### Region pointing data
::::::::::

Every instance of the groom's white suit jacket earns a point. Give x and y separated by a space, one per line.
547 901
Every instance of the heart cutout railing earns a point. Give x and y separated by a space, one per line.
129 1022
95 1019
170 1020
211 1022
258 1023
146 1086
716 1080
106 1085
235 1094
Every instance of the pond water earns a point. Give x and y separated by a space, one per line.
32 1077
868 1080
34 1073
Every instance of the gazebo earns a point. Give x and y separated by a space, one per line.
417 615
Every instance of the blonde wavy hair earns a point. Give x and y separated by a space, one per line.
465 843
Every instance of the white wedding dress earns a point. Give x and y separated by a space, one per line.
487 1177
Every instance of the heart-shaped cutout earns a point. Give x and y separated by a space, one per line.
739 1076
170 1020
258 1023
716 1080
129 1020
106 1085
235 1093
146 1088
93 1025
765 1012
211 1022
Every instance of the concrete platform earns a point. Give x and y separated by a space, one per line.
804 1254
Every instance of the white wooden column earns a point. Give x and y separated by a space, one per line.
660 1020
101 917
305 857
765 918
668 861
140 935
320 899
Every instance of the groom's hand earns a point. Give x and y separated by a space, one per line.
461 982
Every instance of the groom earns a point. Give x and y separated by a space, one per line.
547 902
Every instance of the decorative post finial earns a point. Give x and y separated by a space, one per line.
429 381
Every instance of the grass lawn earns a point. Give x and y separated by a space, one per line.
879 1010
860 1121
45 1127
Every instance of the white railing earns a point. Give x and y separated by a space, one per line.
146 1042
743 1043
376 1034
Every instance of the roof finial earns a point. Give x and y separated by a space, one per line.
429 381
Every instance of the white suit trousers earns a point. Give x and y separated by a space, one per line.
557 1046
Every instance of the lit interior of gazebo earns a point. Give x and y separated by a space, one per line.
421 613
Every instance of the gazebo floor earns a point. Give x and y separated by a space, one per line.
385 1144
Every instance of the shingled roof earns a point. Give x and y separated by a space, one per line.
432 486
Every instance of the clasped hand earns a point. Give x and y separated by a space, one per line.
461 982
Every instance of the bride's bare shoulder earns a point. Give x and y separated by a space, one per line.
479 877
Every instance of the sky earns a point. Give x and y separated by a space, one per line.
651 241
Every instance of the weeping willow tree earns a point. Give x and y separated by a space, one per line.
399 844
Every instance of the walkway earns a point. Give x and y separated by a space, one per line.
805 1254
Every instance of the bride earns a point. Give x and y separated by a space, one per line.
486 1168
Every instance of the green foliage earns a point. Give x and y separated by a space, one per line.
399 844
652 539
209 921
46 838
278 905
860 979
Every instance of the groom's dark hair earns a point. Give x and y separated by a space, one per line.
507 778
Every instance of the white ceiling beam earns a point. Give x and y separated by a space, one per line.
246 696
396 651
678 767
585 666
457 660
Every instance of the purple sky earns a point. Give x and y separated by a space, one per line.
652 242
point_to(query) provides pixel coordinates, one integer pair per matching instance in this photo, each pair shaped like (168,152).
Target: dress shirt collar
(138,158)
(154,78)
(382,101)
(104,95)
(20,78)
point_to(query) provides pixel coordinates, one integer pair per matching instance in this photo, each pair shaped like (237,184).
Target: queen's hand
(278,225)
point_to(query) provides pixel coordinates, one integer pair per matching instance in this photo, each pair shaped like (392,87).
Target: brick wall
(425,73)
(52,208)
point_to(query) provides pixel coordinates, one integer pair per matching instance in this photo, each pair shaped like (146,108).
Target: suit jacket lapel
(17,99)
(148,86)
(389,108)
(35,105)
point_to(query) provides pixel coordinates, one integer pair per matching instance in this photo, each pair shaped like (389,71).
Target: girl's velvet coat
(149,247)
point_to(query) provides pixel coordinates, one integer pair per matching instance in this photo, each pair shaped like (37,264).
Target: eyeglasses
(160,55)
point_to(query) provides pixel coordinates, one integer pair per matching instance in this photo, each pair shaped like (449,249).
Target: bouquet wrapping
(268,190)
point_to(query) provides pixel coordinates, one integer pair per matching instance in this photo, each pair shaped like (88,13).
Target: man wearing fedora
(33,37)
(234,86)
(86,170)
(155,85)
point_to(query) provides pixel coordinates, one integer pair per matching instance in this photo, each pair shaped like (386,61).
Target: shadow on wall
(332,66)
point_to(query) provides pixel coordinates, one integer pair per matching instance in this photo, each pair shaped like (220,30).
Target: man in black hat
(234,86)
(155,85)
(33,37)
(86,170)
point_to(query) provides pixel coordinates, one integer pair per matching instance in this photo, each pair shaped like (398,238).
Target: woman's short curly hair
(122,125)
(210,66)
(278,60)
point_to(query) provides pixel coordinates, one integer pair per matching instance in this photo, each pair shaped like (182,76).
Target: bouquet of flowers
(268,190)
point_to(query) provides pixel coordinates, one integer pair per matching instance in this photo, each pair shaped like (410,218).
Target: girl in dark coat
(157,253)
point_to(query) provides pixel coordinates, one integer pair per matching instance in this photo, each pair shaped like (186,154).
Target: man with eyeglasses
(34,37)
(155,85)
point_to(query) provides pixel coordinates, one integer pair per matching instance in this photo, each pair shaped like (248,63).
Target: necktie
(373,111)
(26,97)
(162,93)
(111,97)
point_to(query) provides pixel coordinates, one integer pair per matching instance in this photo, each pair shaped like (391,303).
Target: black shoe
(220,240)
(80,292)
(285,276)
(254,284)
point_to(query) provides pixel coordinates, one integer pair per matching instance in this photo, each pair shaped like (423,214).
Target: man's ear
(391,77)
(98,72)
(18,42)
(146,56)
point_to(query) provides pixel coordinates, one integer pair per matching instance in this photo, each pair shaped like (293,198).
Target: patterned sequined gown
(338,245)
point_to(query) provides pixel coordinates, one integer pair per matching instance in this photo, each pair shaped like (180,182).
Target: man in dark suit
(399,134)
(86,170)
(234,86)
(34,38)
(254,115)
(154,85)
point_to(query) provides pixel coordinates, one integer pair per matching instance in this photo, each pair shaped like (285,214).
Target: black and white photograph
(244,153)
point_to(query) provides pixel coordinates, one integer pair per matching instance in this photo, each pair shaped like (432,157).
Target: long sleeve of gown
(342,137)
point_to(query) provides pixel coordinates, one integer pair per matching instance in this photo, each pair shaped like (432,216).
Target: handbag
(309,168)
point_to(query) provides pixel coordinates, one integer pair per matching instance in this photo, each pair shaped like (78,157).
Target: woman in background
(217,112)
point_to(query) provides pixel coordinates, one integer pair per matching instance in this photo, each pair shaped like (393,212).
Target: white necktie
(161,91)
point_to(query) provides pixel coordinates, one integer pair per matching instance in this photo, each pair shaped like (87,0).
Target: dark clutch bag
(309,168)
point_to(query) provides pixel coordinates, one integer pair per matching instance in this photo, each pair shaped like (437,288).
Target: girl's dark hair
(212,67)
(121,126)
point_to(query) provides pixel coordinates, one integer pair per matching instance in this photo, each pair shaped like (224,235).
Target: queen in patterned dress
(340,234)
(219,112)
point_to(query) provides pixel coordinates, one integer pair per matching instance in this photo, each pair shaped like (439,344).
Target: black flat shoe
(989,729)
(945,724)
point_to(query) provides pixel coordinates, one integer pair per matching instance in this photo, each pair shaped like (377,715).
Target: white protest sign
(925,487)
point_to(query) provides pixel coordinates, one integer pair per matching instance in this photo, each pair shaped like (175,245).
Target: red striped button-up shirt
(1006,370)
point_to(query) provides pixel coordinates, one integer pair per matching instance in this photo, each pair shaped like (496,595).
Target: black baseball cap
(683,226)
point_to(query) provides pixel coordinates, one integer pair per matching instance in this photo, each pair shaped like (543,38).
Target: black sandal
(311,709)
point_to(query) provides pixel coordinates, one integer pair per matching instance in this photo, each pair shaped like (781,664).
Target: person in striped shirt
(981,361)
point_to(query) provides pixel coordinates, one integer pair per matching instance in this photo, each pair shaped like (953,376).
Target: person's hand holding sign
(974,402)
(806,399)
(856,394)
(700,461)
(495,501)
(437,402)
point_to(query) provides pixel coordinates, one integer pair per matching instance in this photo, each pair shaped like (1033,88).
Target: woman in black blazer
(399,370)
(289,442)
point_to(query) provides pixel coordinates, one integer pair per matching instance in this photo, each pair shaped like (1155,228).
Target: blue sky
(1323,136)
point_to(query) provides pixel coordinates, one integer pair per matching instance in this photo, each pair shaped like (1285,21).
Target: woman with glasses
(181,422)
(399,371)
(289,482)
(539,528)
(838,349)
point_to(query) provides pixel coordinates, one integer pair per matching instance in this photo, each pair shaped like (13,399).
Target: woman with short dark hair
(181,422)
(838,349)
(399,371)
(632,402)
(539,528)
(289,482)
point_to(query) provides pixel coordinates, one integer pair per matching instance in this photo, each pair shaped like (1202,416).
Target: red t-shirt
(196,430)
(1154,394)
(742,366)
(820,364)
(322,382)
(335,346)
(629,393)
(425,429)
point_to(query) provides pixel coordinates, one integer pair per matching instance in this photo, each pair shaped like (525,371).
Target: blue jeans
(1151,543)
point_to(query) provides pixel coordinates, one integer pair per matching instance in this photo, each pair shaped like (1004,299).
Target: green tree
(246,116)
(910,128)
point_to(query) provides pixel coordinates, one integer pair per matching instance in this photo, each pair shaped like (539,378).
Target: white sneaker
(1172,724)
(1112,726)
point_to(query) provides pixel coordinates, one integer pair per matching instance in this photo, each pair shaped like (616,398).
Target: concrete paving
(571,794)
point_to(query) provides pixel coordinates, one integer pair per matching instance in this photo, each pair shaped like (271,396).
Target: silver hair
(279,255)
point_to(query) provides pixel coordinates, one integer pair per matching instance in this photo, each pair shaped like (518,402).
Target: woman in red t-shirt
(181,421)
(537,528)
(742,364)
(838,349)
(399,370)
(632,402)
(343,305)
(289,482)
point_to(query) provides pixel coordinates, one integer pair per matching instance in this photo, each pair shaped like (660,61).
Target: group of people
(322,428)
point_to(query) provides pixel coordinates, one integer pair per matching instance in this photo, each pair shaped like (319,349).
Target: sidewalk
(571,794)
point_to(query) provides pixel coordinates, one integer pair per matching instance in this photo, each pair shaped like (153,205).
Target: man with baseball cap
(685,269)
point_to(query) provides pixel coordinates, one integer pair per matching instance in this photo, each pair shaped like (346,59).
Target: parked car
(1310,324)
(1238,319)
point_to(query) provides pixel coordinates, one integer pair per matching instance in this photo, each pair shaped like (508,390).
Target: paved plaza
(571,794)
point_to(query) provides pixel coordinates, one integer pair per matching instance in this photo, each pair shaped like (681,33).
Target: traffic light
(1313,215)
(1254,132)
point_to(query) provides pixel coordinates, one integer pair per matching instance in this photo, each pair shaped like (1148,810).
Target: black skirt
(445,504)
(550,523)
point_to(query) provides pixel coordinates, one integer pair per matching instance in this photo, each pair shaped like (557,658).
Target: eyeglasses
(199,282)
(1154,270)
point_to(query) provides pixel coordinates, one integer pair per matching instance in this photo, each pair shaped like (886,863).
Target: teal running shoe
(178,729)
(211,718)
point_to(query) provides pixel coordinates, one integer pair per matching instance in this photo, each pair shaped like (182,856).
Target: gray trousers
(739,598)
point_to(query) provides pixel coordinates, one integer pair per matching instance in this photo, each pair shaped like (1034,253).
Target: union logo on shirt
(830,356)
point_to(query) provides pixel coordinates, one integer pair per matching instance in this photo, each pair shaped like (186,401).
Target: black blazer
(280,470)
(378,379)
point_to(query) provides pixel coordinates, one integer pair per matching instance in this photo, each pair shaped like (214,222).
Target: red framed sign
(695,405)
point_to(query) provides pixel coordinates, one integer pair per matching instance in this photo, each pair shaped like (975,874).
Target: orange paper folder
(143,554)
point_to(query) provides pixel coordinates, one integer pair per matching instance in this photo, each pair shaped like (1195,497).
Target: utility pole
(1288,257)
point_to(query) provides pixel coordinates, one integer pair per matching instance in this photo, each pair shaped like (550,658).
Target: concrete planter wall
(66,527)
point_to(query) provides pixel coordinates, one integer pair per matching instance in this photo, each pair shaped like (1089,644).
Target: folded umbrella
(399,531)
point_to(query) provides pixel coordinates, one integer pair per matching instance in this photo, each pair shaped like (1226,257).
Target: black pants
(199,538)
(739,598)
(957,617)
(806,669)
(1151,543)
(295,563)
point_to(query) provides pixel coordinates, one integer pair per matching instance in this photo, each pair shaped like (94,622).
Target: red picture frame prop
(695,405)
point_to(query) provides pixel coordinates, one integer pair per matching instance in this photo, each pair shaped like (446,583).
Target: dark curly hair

::::::::::

### What you need to do
In the data above, find the line with "shaped like (175,245)." and the line with "shaped like (953,376).". Retype both, plus every line between them, exactly.

### Answer box
point_to(query) provides pixel coordinates, one integer pair per matching instance in this photo, each pair shaped like (175,245).
Target: red striped button-up shirt
(1006,370)
point_to(query) provides pixel coordinates, one integer pair per matching instance in this photo, each pair shaped like (496,595).
Target: black baseball cap
(683,226)
point_to(query) provides pixel coordinates, one integer pair per matching instance in this photo, each pair shaped like (543,38).
Target: black sandal
(311,709)
point_to(query) provides pixel coordinates, one integer pair per matching instance in this photo, each pair shaped like (781,664).
Target: person in striped shirt
(981,361)
point_to(query) provides pixel coordinates, one integer pair per matching instance in this photo, each pair shaped like (953,376).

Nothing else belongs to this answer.